RECORD EXTRACTS:

** start **

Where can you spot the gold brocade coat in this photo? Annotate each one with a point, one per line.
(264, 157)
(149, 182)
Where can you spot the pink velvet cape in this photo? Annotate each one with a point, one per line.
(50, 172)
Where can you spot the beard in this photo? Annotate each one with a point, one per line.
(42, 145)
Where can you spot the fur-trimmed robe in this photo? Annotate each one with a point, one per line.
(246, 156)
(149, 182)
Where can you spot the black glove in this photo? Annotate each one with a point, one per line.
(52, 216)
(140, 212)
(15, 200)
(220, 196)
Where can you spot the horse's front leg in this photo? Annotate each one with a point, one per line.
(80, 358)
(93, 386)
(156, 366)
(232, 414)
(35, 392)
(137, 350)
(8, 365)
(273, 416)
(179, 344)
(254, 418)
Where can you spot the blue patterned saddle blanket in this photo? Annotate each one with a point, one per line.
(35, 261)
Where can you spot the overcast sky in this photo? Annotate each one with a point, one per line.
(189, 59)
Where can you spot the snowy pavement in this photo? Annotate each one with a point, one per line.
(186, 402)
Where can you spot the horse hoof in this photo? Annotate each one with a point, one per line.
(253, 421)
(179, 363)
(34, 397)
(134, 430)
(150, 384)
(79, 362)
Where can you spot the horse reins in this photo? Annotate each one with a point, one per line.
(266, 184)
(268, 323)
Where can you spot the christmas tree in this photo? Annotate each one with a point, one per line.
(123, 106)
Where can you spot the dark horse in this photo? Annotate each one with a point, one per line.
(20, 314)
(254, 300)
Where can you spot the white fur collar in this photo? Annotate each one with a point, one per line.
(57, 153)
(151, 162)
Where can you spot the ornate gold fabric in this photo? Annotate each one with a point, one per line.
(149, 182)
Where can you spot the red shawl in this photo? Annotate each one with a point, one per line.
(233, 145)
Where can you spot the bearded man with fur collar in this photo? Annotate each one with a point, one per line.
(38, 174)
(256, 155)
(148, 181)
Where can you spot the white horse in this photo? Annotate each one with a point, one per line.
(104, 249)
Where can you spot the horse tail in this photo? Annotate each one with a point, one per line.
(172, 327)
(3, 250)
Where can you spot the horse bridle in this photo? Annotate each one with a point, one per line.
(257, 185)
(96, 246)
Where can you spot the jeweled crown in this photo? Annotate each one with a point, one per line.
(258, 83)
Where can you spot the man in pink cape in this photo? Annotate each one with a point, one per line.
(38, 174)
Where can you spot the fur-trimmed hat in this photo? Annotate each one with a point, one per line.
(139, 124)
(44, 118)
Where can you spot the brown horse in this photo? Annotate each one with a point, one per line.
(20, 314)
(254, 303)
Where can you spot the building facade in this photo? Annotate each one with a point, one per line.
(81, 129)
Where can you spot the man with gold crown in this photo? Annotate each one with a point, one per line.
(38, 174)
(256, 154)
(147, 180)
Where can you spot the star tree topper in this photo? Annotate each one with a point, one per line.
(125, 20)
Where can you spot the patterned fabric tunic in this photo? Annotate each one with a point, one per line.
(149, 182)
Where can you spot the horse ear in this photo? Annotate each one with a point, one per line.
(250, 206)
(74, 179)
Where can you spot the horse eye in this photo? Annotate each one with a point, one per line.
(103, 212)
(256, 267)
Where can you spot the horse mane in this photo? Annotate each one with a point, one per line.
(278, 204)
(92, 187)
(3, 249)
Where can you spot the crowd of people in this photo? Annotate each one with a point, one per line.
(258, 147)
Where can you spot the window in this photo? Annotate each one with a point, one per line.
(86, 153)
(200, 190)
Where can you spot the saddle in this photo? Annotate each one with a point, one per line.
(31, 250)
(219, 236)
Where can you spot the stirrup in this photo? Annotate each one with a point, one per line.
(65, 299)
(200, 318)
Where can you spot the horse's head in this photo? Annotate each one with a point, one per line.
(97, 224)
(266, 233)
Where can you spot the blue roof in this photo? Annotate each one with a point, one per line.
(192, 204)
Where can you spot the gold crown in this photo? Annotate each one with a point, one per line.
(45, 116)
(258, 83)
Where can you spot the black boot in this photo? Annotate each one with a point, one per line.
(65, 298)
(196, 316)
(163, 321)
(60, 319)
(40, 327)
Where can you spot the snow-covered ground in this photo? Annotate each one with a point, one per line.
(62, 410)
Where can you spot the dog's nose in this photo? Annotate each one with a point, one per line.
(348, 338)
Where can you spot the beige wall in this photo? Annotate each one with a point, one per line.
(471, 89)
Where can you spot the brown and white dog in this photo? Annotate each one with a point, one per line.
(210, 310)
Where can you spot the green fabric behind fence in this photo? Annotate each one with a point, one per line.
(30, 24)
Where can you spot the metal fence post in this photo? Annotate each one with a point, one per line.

** end **

DO THIS: Reproduce every row above word for word, one row per line, without changing anything.

COMPLETED TASK:
Where can you spot the gold brocade coat in this photo? Annotate each one with a point, one per line.
(264, 157)
(149, 182)
Where can you spot the pink velvet cape in this photo? Annotate each one with a point, one per line.
(50, 172)
Where can you spot the beard in this photo? Annotate each one with a point, one per line.
(42, 145)
Where can you spot the fur-trimmed robe in this photo? Annotate each one with a point, one per line.
(246, 156)
(149, 182)
Where can you spot the black glove in this photo? Annotate each one with a point, one per line.
(52, 216)
(140, 212)
(15, 200)
(220, 196)
Where can you spot the horse's front leg in this photo? Annotate each one with a point, one per line.
(80, 358)
(93, 386)
(156, 366)
(232, 414)
(35, 392)
(137, 350)
(8, 365)
(273, 416)
(179, 344)
(254, 418)
Where can you spot the blue patterned saddle blanket in this photo? Annotate each one with a point, one per line.
(35, 261)
Where can you spot the overcast sky in this photo? Annotate each one with a point, one per line.
(189, 59)
Where can you spot the snowy pavement in this photo? Annotate each one with a point, one per line.
(186, 402)
Where can you spot the horse hoof in this photo? Annotate each one with a point, one per line.
(253, 421)
(179, 363)
(34, 397)
(134, 430)
(150, 384)
(79, 362)
Where can you spot the horse reins in this photo? Annotate each one with a point, one per line.
(266, 184)
(268, 323)
Where can you spot the christmas tree in this photo? Annotate each one with a point, one per line.
(123, 106)
Where can you spot the dark horse in this photo? Annotate each one with a point, one per line.
(20, 314)
(254, 300)
Where can you spot the white fur collar in this photo? Annotate each one with a point, one per line.
(57, 153)
(151, 162)
Where can you spot the ornate gold fabric in this photo? Annotate each one with a point, one per line.
(149, 182)
Where can you spot the red shawl in this photo? Annotate each one with a point, one per line.
(233, 145)
Where can you spot the bearded man with fur collar in this photo? Annotate each one with a point, one per line.
(38, 174)
(256, 155)
(148, 181)
Where can you spot the white horse in this photo? Annotate each one with a point, one per line.
(104, 249)
Where can you spot the horse tail in this photo? Annotate each one with a point, one per line.
(172, 327)
(3, 250)
Where can you spot the horse bridle in this photo? Annotate each one with a point, one per line.
(257, 185)
(96, 246)
Where can you spot the jeweled crown in this photo? Annotate each one with a point, one per line.
(258, 83)
Where can you spot the man in pink cape in this photo? Annotate each one with a point, one per line.
(38, 174)
Where can you spot the fur-trimmed hat in this photo? Annotate each one with a point, one per line.
(139, 124)
(44, 118)
Where can you spot the brown horse in this photo? Annotate each one with a point, one per line.
(20, 314)
(254, 303)
Where can you spot the building facade in this photo? Annotate each one with a point, one per line.
(81, 129)
Where can you spot the man with gold crown in this photo? Annotate each one with a point, one per line.
(38, 174)
(256, 154)
(147, 180)
Where can you spot the star tree topper in this photo? Annotate each one with a point, one per line.
(125, 20)
Where can you spot the patterned fabric tunic in this photo? Annotate each one with a point, one per line.
(149, 182)
Where can you spot the horse ear in this photo? Annotate each one with a point, one per line.
(250, 206)
(74, 179)
Where can you spot the horse eye in this photo? Annotate each one with a point, one per line.
(103, 212)
(256, 267)
Where can you spot the horse mane in this photo? Annotate each one with a point, one per line.
(278, 204)
(92, 187)
(3, 249)
Where can you spot the crowd of people in this photo? Annotate each one with a point, one per line.
(258, 147)
Where can you spot the window in this photo? Annotate each one with a point, one per line.
(86, 153)
(200, 190)
Where can you spot the saddle in this photo? Annotate each one with a point, one per line.
(31, 250)
(219, 236)
Where can you spot the stirrup in this photo? Annotate each one with a point, one per line.
(65, 299)
(200, 318)
Where can you spot the horse's head in this photo? Annotate each one with a point, one per line.
(97, 224)
(266, 233)
Where can you spot the blue roof in this photo? Annotate each one with a point, one per line.
(192, 204)
Where can you spot the gold crown in this photo? Annotate each one with a point, one per line.
(45, 116)
(258, 83)
Where can you spot the black boot in this photo? Annotate each one with a point, one per line.
(65, 298)
(196, 316)
(163, 321)
(60, 319)
(40, 327)
Where can you spot the snow-covered ground in this photo? Annotate each one with a point, one per line.
(62, 410)
Where can you spot the dog's nose in this photo? Annotate each one with a point, one per line.
(348, 338)
Where can you spot the beige wall in this photo? Annotate each one with a point, one per line.
(471, 89)
Where can you spot the brown and white dog in this photo? Annotate each one with a point, one per line.
(210, 310)
Where can you spot the green fabric behind fence in this photo? Annotate each one with a point, one per line.
(30, 24)
Where can you spot the metal fence post in this photo? Annotate each one with a point, one per line.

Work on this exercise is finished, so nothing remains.